(Data items)
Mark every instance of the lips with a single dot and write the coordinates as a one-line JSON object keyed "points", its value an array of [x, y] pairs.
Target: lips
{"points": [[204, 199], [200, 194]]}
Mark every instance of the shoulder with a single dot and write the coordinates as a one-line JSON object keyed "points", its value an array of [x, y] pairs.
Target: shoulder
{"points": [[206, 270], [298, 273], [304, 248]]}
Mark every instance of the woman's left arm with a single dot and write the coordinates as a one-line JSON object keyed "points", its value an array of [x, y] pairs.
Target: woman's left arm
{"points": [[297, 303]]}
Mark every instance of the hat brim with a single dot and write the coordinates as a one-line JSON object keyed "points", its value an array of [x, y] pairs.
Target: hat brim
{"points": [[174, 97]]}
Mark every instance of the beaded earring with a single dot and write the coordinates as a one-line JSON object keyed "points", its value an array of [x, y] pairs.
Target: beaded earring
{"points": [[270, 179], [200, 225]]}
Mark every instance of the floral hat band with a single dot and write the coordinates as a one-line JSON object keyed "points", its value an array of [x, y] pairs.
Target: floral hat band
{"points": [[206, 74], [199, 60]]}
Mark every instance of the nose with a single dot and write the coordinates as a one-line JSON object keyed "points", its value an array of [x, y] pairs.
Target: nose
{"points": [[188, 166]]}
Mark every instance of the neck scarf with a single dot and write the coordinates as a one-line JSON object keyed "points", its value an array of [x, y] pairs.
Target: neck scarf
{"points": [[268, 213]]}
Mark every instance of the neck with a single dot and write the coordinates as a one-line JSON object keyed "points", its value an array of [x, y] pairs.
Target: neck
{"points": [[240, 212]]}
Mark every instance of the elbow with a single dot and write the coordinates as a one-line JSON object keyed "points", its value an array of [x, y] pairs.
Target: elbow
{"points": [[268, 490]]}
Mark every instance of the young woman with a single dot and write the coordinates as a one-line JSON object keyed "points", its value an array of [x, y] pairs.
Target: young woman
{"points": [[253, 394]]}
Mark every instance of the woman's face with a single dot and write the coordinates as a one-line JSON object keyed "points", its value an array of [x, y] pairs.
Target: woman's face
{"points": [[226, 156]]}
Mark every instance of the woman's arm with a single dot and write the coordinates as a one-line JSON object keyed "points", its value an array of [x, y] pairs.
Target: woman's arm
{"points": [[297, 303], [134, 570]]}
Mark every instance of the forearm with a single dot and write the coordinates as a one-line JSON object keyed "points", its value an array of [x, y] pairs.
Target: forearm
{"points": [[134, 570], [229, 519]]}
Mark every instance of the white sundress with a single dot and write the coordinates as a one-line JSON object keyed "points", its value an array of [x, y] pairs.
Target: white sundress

→ Your task
Working from the entries above, find every line in which the word "sundress" occurs and copy it.

→ Expected answer
Mark every instance of the white sundress with a single dot and write the coordinates as a one-line JSON object keyed "points", its value an array of [x, y] pairs.
Target: white sundress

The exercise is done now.